Text excerpt:
● ● ● ●

Why I use AI to write code slower (and better)
It seems like everyone is obsessed with speed at the moment. Scroll any engineering feed, and you will see people building a full-stack app in minutes using an LLM. Engineering leaders are rushing to give everyone an AI copilot to ship features twice as fast. I think this is optimizing for the wrong thing.
That kind of speed may look impressive in a demo, but most production systems do not fail because someone typed code too slowly. They fail at the boundaries like traffic spikes, database writes, retries, and bad payloads.
Kafka streams, Node.js services, RabbitMQ queues, and React frontends are not the kind of systems where "it works" is enough. The real question is how it behaves when there is no happy path. It has to stay stable, change and fail safely in controlled ways.
AI makes code easy to produce. And that is the risk. The bottleneck is rarely typing code; it is thinking. It is judgment.
That changed how I use LLMs. I use LLMs every day, not to write code faster, but to write code slower, deeper and better. First, I want to know what can break. The code comes later.
Writing a React component, adding an API layer, or a backend service is trivial now. The hard parts are still the same.
- Data ownership: what owns the data?
- Downstream degradation: what happens when a downstream service drops off the network?
- System load: How does the service behave under a traffic spike?
- Resilience: How are retries (and backoff) implemented?
- Mitigation: What breaks down in the system and how do we protect against it?
- Recovery: How do we recover a system from a failure?
Without anchoring the AI with these constraints, it will generate code that works in isolation but fails in production. I have seen systems pass every integration test and still collapse in production.
The most common mistake is treating an LLM like an advanced autocomplete.
Instead, I write out the architecture and the data models, and then I use the model to walk me through every possible failure mode. We debate network timeouts, boundaries and state transitions. By the time I actually ask the LLM to write a line of code, the system's design is finalized. The generation of the actual code becomes the easiest part of the process.
There is another problem: the model is a yes-man. LLMs are fundamentally trained to optimize for user approval and conversational flow. If you push back, the LLM will flip the position and apologize most of the time, even if the original answer was correct. If you leak your architecture early in the prompt, the AI will instantly agree with you and just go with the flow to justify your bad idea.
So, I just show the problem, forcing the AI to propose independent solutions first.
I used to prompt like this:
"Write me a Node.js script to connect to RabbitMQ, consume messages from an order queue, and save them to a database."
The AI will spit out a clean snippet that opens a connection, listens, and runs a DB insert. It may look perfect, but it is not proper code.
Now I start here:
I need to write a Node.js script to connect to RabbitMQ, consume messages from an order queue, and save them to a database. Do not write any code yet. Instead, lets walk through the system design first. Focus on:
- Connection pooling to PostgreSQL
- Network blips between the service and RabbitMQ connection
- Message acknowledgment strategies
- Handling malformed messages without blocking the entire queue.
Slowing down this process forces you to refine the design, error handling and database connection strategies before a line of code is written.
I use AI to write code every day. But I do not let it decide the shape of the systems. I use it to challenge the design before I commit to it. We need to spend more time planning and less time blindly generating. Let the AI do the typing, but make sure you are the one doing the thinking.

● ● ● ●

Exercise data:
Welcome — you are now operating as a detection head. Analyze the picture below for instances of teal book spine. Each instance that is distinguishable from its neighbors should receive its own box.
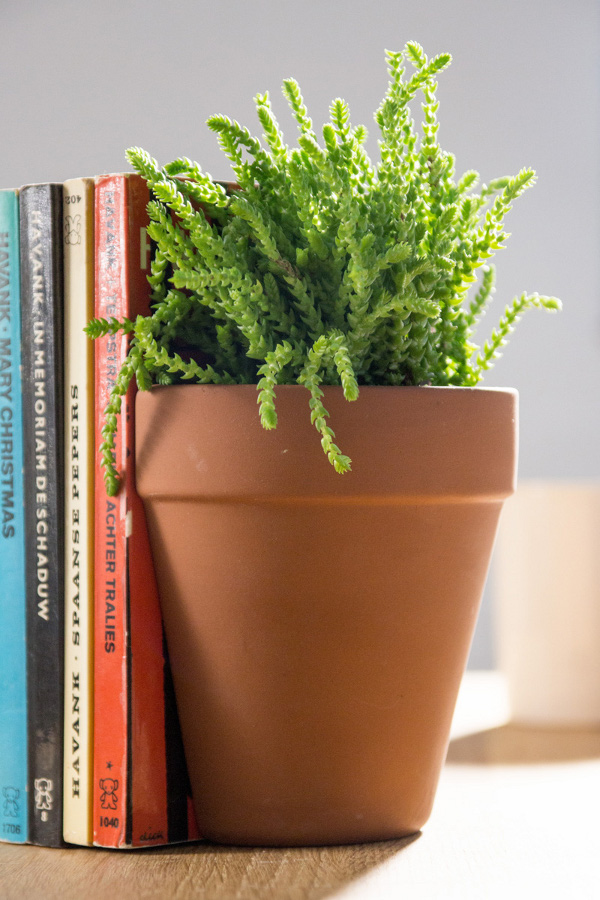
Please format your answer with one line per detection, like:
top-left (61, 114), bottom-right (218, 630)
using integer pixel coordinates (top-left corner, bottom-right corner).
top-left (0, 190), bottom-right (28, 843)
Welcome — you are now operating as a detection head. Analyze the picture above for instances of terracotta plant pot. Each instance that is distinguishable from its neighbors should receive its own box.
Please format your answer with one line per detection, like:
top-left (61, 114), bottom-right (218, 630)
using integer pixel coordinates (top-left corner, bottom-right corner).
top-left (136, 385), bottom-right (517, 846)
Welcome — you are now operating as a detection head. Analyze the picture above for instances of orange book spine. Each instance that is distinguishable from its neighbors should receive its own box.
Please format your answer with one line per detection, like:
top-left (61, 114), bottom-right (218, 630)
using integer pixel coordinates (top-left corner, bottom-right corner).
top-left (93, 174), bottom-right (198, 847)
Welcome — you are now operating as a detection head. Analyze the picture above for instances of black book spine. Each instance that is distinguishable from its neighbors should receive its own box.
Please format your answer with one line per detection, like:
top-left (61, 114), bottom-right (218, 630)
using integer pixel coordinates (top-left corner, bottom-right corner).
top-left (19, 184), bottom-right (64, 847)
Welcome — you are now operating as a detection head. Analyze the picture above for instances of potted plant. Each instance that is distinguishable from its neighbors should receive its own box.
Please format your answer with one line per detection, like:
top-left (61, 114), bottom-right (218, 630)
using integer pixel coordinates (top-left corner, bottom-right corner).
top-left (88, 43), bottom-right (559, 844)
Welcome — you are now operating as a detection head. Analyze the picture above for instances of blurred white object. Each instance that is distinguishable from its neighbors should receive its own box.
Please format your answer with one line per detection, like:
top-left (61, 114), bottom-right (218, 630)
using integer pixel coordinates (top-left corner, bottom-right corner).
top-left (494, 481), bottom-right (600, 725)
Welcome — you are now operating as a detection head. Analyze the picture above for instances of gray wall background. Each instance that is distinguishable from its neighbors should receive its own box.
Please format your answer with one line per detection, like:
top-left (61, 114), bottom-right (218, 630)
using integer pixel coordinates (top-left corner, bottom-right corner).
top-left (0, 0), bottom-right (600, 667)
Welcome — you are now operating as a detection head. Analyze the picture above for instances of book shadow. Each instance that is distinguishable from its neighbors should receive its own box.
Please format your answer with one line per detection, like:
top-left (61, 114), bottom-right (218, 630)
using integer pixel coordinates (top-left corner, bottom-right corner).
top-left (446, 722), bottom-right (600, 765)
top-left (137, 832), bottom-right (421, 900)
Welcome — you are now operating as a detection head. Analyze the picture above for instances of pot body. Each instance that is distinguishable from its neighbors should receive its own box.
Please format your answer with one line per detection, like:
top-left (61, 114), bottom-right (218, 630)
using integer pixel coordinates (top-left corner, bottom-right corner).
top-left (136, 385), bottom-right (517, 846)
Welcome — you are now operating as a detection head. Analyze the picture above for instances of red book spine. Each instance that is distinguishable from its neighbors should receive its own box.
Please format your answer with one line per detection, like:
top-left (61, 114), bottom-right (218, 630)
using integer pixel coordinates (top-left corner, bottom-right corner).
top-left (94, 174), bottom-right (196, 847)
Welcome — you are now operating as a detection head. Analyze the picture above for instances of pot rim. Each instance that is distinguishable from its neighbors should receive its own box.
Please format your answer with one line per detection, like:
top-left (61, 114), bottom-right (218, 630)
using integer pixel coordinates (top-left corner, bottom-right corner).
top-left (136, 384), bottom-right (518, 504)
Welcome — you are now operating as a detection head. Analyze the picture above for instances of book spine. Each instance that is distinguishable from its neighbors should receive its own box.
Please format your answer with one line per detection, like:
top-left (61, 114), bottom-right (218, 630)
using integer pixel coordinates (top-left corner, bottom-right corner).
top-left (63, 178), bottom-right (94, 844)
top-left (93, 176), bottom-right (130, 847)
top-left (0, 191), bottom-right (28, 843)
top-left (19, 184), bottom-right (64, 847)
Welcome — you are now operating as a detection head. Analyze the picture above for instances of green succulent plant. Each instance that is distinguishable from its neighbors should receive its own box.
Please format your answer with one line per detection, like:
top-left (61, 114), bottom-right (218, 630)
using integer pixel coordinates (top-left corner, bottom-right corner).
top-left (87, 42), bottom-right (560, 494)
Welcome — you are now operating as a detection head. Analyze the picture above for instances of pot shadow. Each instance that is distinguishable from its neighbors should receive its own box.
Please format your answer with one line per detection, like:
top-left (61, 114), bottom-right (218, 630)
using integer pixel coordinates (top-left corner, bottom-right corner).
top-left (446, 722), bottom-right (600, 765)
top-left (138, 831), bottom-right (421, 900)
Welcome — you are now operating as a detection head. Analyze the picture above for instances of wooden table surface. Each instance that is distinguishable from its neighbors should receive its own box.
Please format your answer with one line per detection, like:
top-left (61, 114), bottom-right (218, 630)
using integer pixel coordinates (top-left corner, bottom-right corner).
top-left (0, 672), bottom-right (600, 900)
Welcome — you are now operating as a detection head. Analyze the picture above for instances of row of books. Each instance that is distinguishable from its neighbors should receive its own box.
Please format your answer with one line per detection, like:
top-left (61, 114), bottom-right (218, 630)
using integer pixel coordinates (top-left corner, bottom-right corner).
top-left (0, 174), bottom-right (198, 847)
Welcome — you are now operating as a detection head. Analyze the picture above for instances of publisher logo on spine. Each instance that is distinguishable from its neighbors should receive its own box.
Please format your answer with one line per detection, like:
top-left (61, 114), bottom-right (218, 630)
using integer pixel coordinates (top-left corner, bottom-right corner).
top-left (33, 778), bottom-right (54, 822)
top-left (100, 778), bottom-right (119, 809)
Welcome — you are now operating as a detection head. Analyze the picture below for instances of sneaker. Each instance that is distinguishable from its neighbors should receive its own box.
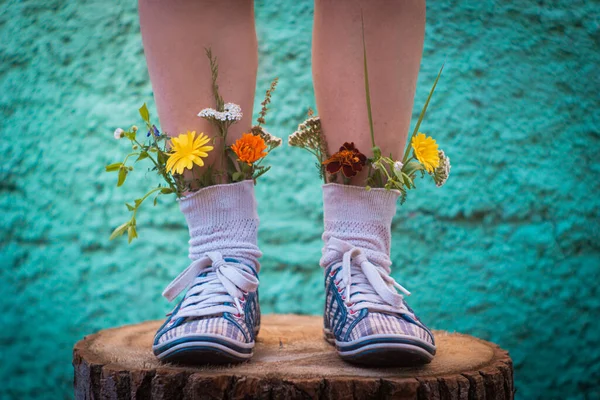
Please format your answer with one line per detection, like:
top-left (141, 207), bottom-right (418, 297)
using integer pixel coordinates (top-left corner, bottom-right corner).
top-left (152, 252), bottom-right (260, 364)
top-left (324, 238), bottom-right (436, 366)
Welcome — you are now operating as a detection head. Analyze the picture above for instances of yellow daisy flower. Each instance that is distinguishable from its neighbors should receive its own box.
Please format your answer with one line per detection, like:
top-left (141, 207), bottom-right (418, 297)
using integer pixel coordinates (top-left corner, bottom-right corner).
top-left (167, 131), bottom-right (213, 175)
top-left (411, 132), bottom-right (440, 173)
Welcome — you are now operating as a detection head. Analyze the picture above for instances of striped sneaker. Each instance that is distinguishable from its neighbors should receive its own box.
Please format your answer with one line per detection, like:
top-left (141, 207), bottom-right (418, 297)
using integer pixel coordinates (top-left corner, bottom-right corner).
top-left (324, 238), bottom-right (436, 366)
top-left (152, 252), bottom-right (260, 364)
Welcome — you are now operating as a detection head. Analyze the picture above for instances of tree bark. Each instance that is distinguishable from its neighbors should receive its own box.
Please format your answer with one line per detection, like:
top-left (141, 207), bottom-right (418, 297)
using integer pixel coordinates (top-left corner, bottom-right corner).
top-left (73, 315), bottom-right (514, 400)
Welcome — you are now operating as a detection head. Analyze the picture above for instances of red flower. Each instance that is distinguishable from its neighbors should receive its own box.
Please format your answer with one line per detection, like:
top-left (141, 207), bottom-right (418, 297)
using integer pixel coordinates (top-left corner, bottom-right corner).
top-left (323, 142), bottom-right (367, 178)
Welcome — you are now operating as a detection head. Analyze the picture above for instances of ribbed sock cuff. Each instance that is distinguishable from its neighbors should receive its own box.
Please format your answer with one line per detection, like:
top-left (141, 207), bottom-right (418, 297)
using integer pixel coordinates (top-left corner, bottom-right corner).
top-left (323, 183), bottom-right (400, 225)
top-left (179, 180), bottom-right (258, 236)
top-left (179, 180), bottom-right (262, 271)
top-left (320, 183), bottom-right (400, 268)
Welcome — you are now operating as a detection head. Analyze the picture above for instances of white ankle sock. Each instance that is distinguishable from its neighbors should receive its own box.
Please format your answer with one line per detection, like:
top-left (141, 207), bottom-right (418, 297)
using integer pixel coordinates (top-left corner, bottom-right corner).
top-left (320, 183), bottom-right (400, 268)
top-left (179, 180), bottom-right (262, 272)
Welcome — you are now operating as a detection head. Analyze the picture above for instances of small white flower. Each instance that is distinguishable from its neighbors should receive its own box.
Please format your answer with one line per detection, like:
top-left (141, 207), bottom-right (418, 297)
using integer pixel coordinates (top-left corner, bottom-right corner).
top-left (394, 161), bottom-right (404, 174)
top-left (198, 103), bottom-right (244, 122)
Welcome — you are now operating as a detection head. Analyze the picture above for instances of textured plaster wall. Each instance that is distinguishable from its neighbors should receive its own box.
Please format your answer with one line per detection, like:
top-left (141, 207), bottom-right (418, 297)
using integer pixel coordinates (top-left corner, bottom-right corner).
top-left (0, 0), bottom-right (600, 398)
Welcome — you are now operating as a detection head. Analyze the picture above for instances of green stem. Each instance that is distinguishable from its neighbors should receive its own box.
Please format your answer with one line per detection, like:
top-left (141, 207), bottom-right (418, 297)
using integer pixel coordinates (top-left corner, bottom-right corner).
top-left (131, 187), bottom-right (162, 220)
top-left (402, 64), bottom-right (444, 164)
top-left (133, 139), bottom-right (179, 197)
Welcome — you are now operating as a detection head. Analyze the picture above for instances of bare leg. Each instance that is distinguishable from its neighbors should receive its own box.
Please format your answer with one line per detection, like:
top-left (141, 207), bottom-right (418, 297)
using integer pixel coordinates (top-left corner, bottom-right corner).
top-left (313, 0), bottom-right (425, 184)
top-left (139, 0), bottom-right (258, 163)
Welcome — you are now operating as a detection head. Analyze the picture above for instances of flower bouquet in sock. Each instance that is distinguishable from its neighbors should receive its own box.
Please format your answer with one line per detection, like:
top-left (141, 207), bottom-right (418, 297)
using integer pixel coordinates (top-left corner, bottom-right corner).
top-left (288, 17), bottom-right (450, 203)
top-left (106, 49), bottom-right (281, 243)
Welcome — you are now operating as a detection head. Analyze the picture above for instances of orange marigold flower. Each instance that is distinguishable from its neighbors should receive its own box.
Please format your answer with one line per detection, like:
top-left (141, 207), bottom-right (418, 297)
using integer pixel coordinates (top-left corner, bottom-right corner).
top-left (323, 142), bottom-right (367, 178)
top-left (231, 133), bottom-right (267, 165)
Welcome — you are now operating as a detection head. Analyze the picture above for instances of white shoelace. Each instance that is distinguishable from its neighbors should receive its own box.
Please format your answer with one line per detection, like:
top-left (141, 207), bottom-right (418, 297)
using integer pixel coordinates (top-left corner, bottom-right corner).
top-left (163, 251), bottom-right (258, 318)
top-left (327, 238), bottom-right (410, 314)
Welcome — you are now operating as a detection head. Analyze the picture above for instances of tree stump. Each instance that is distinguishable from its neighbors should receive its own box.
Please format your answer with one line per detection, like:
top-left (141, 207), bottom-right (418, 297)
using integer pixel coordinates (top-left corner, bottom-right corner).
top-left (73, 315), bottom-right (514, 400)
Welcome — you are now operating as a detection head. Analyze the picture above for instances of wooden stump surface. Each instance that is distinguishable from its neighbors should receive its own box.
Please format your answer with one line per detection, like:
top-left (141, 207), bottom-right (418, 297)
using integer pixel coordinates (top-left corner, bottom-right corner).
top-left (73, 315), bottom-right (514, 400)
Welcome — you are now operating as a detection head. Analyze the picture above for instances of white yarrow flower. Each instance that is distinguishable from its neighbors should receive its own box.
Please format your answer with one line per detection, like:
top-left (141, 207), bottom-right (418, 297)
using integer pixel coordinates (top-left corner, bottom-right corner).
top-left (198, 103), bottom-right (244, 122)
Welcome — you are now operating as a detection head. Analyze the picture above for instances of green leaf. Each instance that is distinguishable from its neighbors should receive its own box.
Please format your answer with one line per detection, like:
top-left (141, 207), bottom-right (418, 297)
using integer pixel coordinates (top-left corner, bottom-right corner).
top-left (402, 174), bottom-right (416, 189)
top-left (117, 168), bottom-right (127, 187)
top-left (156, 150), bottom-right (167, 165)
top-left (140, 103), bottom-right (150, 123)
top-left (108, 221), bottom-right (131, 240)
top-left (127, 225), bottom-right (137, 243)
top-left (105, 163), bottom-right (123, 172)
top-left (402, 63), bottom-right (445, 162)
top-left (135, 151), bottom-right (148, 162)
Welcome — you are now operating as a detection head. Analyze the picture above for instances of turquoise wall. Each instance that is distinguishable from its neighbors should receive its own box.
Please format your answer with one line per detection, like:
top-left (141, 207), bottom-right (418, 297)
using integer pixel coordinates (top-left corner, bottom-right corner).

● ● ● ●

What is expected:
Transcribe the part of the essay on using AI to write code slower that begins at the words "AI makes code" and stops after "code comes later.".

Result of this task:
AI makes code easy to produce. And that is the risk. The bottleneck is rarely typing code; it is thinking. It is judgment.
That changed how I use LLMs. I use LLMs every day, not to write code faster, but to write code slower, deeper and better. First, I want to know what can break. The code comes later.